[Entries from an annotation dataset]
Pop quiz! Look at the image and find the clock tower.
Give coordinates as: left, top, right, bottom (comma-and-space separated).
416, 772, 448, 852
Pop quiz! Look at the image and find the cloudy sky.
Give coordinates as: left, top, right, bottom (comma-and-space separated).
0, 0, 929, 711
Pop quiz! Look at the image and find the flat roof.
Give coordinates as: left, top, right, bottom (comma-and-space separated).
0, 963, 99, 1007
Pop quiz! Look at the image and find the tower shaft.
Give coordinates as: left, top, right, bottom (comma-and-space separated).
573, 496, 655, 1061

#### What this task involves:
Can you convert the lines running from the one containing "Pop quiz! Look at the image and find the flat" through the end of the records, both included, into a JSON list of strings with one string per line and blank lines omitted?

#### Expected answer:
[
  "Pop quiz! Look at the image and find the flat roof.",
  "Give coordinates as: left, top, right, bottom (comma-and-space separated).",
  "0, 963, 99, 1007",
  "Pop quiz! Look at the image and find the tower shaft.",
  "Give coordinates as: left, top, right, bottom (comma-and-space separated).",
  "573, 496, 655, 1061"
]